RECORDS TO USE: Begin
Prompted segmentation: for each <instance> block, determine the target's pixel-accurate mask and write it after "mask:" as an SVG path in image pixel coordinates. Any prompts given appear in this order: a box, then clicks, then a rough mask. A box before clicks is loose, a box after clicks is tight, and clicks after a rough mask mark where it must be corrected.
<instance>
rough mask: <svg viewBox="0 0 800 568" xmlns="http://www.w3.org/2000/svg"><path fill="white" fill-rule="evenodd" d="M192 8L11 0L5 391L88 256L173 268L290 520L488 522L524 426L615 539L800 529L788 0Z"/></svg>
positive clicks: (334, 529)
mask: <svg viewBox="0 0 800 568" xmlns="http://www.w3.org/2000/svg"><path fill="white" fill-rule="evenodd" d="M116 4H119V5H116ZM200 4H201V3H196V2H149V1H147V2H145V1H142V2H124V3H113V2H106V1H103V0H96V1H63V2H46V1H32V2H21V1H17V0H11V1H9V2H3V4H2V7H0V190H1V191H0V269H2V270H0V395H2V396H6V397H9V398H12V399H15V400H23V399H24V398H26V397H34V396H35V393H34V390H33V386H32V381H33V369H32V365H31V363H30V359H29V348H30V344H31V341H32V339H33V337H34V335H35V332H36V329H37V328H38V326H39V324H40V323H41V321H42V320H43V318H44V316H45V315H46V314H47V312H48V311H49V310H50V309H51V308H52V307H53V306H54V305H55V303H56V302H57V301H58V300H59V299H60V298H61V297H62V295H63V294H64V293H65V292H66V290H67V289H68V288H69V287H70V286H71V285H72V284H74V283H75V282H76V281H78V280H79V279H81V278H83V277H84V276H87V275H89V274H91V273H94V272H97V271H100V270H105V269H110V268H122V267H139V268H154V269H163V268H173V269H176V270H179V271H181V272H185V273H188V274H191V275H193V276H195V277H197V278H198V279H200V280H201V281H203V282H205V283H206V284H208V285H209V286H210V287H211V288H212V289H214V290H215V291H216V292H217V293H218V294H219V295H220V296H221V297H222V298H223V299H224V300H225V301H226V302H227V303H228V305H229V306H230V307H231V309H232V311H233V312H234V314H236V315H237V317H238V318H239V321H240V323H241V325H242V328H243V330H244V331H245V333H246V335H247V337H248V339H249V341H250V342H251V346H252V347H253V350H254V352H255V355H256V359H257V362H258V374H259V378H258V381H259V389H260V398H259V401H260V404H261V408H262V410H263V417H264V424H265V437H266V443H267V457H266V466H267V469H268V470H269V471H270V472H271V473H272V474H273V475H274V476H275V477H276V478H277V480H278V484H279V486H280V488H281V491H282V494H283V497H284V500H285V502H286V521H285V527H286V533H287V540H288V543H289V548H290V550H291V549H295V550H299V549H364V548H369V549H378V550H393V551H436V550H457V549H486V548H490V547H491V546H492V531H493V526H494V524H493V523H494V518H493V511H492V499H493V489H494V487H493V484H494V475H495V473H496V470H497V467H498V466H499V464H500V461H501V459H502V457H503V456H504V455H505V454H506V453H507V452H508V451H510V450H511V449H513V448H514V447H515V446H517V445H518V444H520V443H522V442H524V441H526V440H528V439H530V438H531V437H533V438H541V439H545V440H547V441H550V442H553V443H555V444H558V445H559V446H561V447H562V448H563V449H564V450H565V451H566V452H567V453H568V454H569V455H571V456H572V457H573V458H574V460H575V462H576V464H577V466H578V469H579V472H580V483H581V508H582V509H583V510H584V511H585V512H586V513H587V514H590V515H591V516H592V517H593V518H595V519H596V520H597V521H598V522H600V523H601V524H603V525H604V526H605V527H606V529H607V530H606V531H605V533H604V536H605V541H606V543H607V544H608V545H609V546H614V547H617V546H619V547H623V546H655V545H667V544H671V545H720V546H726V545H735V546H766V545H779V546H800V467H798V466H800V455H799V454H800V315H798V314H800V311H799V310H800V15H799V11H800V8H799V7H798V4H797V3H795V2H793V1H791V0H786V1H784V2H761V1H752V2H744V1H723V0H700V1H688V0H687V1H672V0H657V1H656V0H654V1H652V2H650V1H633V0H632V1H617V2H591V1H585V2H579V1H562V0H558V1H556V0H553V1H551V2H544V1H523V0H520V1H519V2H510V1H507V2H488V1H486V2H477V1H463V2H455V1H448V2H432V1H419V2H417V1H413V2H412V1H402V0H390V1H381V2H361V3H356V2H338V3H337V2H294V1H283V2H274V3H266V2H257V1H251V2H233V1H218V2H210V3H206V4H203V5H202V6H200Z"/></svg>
RECORDS TO USE: End
* TASK BRIEF: Within this data, count the lines that include the string "rough" and write the number with nothing else.

* SOLUTION: 2